(Records from a data collection)

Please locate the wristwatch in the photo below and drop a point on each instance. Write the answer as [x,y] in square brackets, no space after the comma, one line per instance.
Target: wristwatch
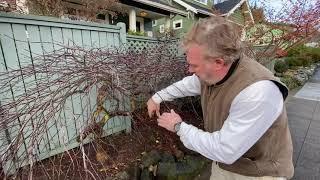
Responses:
[177,126]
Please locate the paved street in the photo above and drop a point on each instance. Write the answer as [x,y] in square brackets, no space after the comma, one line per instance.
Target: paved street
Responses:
[304,120]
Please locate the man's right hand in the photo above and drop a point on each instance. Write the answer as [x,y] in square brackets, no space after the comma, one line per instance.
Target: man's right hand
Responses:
[153,107]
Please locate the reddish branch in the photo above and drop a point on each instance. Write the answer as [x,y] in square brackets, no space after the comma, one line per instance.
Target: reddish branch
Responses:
[42,90]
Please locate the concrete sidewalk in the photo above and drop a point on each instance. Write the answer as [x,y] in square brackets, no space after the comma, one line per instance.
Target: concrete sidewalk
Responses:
[304,120]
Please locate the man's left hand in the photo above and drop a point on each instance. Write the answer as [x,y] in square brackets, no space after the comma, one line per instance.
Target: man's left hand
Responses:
[168,120]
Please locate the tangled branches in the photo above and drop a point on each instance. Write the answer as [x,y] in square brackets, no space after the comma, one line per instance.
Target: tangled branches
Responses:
[70,87]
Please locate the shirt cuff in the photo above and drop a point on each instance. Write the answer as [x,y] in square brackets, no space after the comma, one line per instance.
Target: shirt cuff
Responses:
[183,128]
[156,98]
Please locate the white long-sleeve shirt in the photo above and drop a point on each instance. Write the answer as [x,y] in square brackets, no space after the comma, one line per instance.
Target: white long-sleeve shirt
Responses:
[251,114]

**EXERCISE AIM**
Copy out all the records exactly, excluding pictures.

**SOLUTION FOR THIS EXERCISE**
Please locate the wristwatch in the photo below and drop a point on each instance. Write the answer as [x,y] in square brackets, no space after the comma, one line per instance.
Target: wristwatch
Responses:
[177,126]
Please locate the paved street in the photo above and drop a point on each instance. Write the answer as [x,y] in square brackets, no space after the comma, one line per instance.
Target: paved street
Responses:
[304,120]
Please locate the man's right hand in the photo above and drop a point on each instance. Write the answer as [x,y] in square brackets, no space after the comma, one line per instance.
Target: man's right hand
Responses:
[153,107]
Please locate the reddish branch in the photo above and drop a point on each instance. Write the answer as [x,y] in square brackets, no space after the comma, one line per instance.
Target: reddish branch
Responses:
[42,90]
Please locate the concrete sidewalk in the photo above and drop a point on each instance. Write the answer as [x,y] in square brackets, no space after the comma, one line per instance.
Target: concrete sidewalk
Responses:
[304,120]
Please locate the man's left hand in the photo above and drop a point on each instance. Write the answer as [x,y] in square brackets, no space after the comma, one line per instance.
Target: man's left hand
Responses:
[168,120]
Please locate the tangled branches in the photo above and drop a point on each instance. Write the answer as [x,y] in square brackets, no space after the comma, one line per instance.
Target: tangled branches
Responses:
[70,87]
Please locate the shirt cuff in the photo above and drop a point on each instance. Write the answer as [x,y] in square brackets, no space after the comma, one line per instance.
Target: shirt cuff
Responses:
[183,128]
[156,98]
Please locate the white long-sleeve shirt in the photo above and drop a point on each instance. Write the answer as [x,y] in square brackets, no space after the comma, one line per instance.
Target: white long-sleeve shirt
Responses:
[251,114]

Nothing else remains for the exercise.